**Problem description**
Where does the string "cliff" appear in the records? Copy every line that contains it.

[Extracted records]
━━━━━━━━━━━━━━━━

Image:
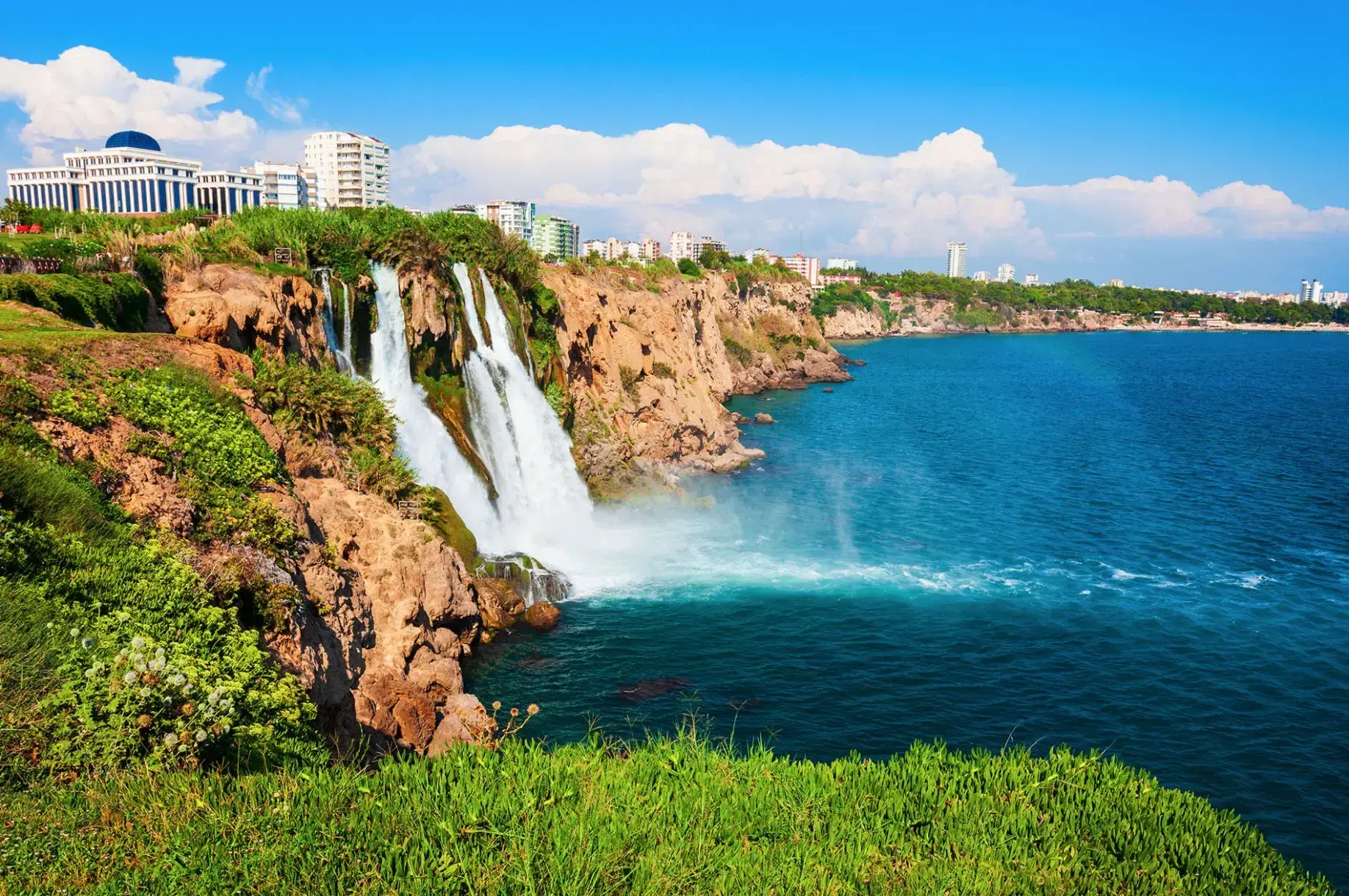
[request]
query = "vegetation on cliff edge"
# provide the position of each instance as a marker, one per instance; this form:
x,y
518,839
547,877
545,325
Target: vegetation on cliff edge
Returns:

━━━━━━━━━━━━━━━━

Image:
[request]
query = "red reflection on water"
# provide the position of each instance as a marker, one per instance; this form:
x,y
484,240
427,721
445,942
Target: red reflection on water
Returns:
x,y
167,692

━━━━━━━━━━━━━━━━

**Answer box**
query = "vegetation on cliff edge"
Target: vegetation on cliff edge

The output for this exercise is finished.